• _Task goal_: Turn the lines below into a numbered list, starting with the line that contains "Practice. Put a pin on the eagle's yellow foot" and running through the last line, with both ends included. Leave out any blank lines.
------
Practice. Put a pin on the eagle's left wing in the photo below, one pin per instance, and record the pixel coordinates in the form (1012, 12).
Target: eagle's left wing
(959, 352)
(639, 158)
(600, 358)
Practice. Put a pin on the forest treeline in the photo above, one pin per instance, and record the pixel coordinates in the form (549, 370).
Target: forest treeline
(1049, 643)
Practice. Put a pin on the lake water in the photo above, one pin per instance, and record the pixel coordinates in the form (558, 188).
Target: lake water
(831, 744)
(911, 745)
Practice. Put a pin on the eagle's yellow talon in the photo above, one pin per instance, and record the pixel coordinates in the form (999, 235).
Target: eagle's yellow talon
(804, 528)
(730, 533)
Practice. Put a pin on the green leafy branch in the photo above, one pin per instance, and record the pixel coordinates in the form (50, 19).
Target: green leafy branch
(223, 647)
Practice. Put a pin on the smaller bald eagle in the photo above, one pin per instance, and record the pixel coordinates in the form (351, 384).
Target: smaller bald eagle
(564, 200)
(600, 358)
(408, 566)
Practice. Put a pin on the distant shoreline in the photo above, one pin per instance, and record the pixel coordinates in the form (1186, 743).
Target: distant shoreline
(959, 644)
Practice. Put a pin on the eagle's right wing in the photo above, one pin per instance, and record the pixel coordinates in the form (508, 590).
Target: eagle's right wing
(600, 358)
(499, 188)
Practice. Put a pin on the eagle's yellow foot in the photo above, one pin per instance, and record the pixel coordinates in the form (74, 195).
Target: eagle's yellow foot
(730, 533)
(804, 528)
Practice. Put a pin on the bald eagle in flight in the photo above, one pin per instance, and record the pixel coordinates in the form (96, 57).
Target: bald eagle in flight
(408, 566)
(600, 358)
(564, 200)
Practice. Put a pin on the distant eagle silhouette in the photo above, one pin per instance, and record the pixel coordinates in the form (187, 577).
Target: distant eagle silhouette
------
• _The response_:
1. Practice. Put a pin on the eagle's yellow foot in the photo above, one pin per instance, and record the pixel coordinates in the form (74, 195).
2. Target: eagle's yellow foot
3. (730, 533)
4. (804, 528)
5. Practice. Put a pin on the bald eagle in flight in the photo above, one pin per instance, and record the pixel coordinates in the form (96, 57).
6. Target: bald eagle in flight
7. (408, 566)
8. (600, 358)
9. (564, 200)
10. Practice. Put a pin on the distant eagle silhouette in the photo above, one pin per instance, and record the pixel coordinates in the form (187, 577).
11. Target: distant eagle silhouette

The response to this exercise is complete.